US stocks tumbled at midday after reports about a trade deficit in China and weak jobless claims in the US.
Stocks tumbled after a combination of factors, including a surprising trade deficit in China and weak jobless claims, sent investors scurrying to safe-haven assets like Treasurys.
The Dow Jones Industrial Average plunged nearly 170 points after falling a little more than a point in choppy trading on Wednesday.
The S&P 500 tumbled below 1,300, while the tech-heavy Nasdaq plunged to nearly 2,700, before recovering a bit. The CBOE Volatility Index, widely considered the best gauge of fear in the market, soared above 22.
All key S&P 500 sectors fell, led by energy, materials and industrials.
China reported a surprise trade deficit of $7.3 billion in February, the largest gap in seven years, and its first since March 2010, sparking fear of a global slowdown that affected oil as well as other commodity prices.
The dollar rose against a basket of currencies, which helped to send oil prices lower. U.S. light sweet crude sank to nearly $101 a barrel, while London Brent crude fell below $114. In North Africa, Libya's eastern oil cities were under siege by pro-Gaddafi forces although oil faciliites appear not to have been harmed, according to Reuters.
Concerns over the unexpected Chinese trade deficit—a fact that would allow the Chinese government to keep the value of the yuan in check—are hurting materials and energy stocks, which depend on a growing Chinese economy, said Marc Pado, U.S. market strategist and technical analyst at Cantor Fitzgerald.
The news comes as technology stocks are already under pressure in the wake of Wells Fargo's downgrade of the semiconductor sector earlier this week, and Texas Instruments announcement that it's narrowing the range of its earnings guidance, Pado said.
On top of that, banks are feeling some pressure from sovereign debt issues in Europe, he said. Overnight, Moody’s, downgraded Spain's rating to 'Aa2' with a negative outlook. Yields for Spanish debt rose following the downgrade.

**ACTIVITY:**
Continue the market report on the midday stock selloff, picking up after its final sentence about Spanish debt yields.

Data records:
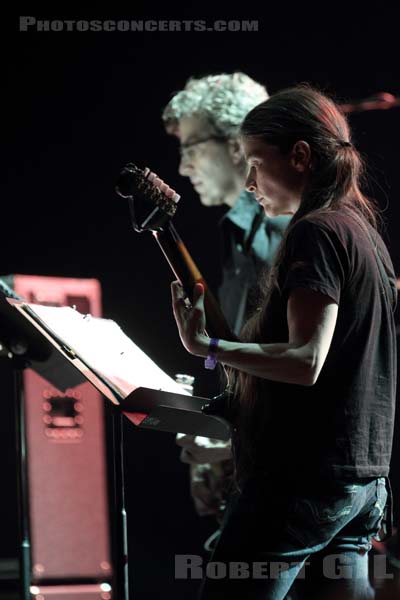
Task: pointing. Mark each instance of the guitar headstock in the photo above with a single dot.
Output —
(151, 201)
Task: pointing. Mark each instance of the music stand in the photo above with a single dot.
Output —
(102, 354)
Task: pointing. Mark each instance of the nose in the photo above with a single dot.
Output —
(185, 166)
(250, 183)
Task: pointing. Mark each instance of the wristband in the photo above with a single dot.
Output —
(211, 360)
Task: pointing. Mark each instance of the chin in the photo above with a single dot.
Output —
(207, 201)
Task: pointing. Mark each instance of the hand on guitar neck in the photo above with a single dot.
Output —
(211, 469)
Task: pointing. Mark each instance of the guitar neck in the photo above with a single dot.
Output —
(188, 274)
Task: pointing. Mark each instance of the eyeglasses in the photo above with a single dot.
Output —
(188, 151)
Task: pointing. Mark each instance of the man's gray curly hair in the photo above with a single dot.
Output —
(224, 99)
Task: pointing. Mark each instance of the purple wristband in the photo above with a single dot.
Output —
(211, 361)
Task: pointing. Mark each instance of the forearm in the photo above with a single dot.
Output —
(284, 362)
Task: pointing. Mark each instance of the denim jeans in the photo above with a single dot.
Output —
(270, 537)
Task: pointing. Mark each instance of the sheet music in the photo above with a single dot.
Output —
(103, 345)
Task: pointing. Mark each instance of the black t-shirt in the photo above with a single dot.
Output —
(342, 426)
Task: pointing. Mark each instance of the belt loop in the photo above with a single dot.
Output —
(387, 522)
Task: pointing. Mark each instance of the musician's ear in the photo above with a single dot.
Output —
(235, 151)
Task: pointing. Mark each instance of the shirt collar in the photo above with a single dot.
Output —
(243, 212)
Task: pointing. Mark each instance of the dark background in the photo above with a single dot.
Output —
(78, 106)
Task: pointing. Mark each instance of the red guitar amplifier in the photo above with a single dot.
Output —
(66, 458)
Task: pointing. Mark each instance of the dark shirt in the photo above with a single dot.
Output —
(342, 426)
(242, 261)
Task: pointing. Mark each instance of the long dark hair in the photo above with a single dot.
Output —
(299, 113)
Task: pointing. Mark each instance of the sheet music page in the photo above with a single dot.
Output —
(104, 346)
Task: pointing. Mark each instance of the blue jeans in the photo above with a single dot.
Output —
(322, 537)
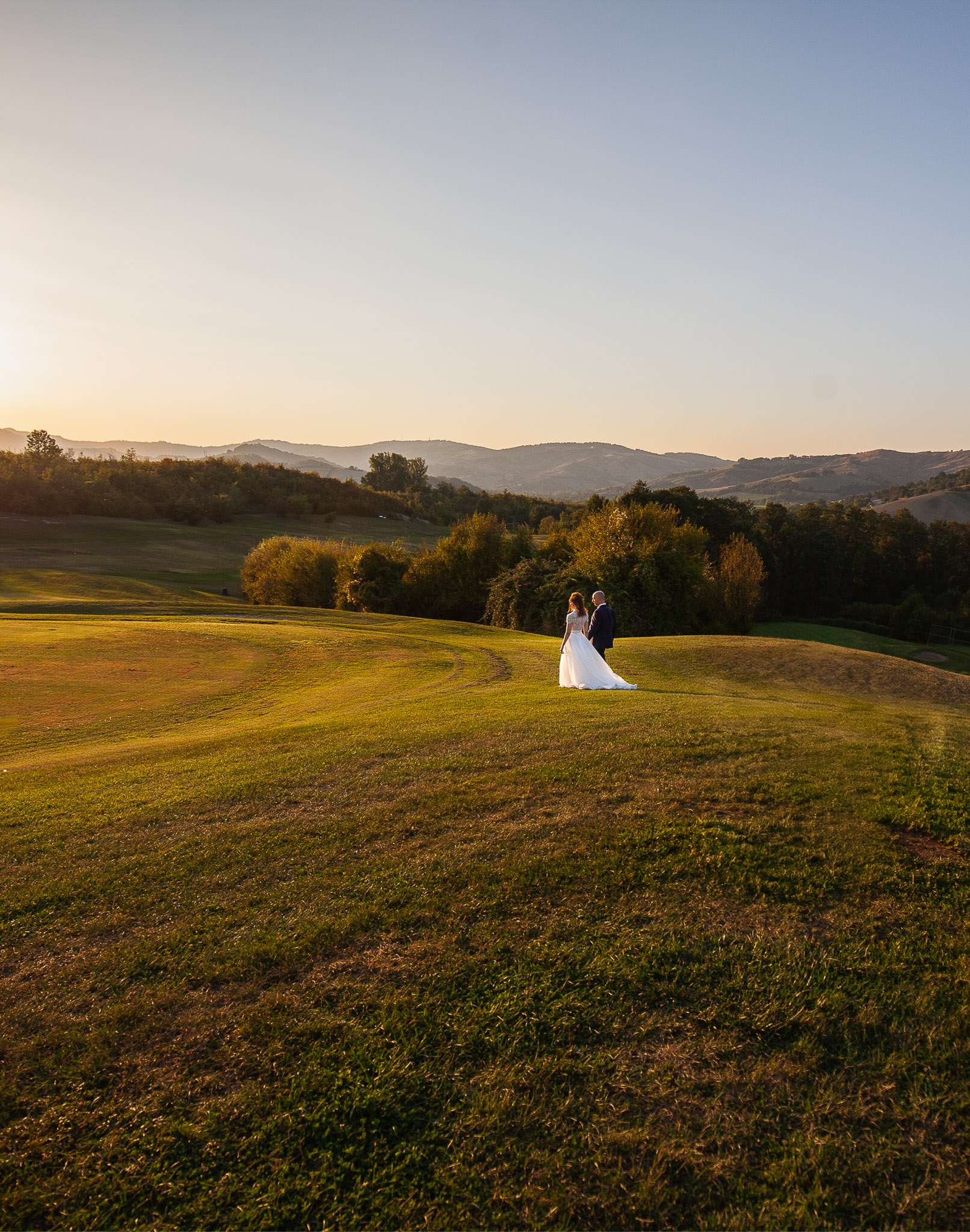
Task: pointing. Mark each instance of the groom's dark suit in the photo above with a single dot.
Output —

**TASK ANSWER:**
"A combination of factors are individually hitting the top-performing groups," Pado said. "When you get scared like that, where you don't have leadership, you see a flight to safety...that flight to safety move is a negative for the market."
A surprising gain in jobless claims and a widening of the U.S. trade deficit, didn't help, Pado added.
Wells Fargo fell despite news on Thursday that it planned to issue a dividend with a 30 percent dividend payout ratio, and that it would buyback shares.
And HCA Holdings rose after it began trading on the New York Stock Exchange. The for-profit hospital chain and its shareholders sold 126.2 million shares in an initial public offering, priced Wednesday evening, that was oversubscribed and fetched $30 a share. The $3.5 billion deal was the largest for a U.S. company taken private by private equity firms.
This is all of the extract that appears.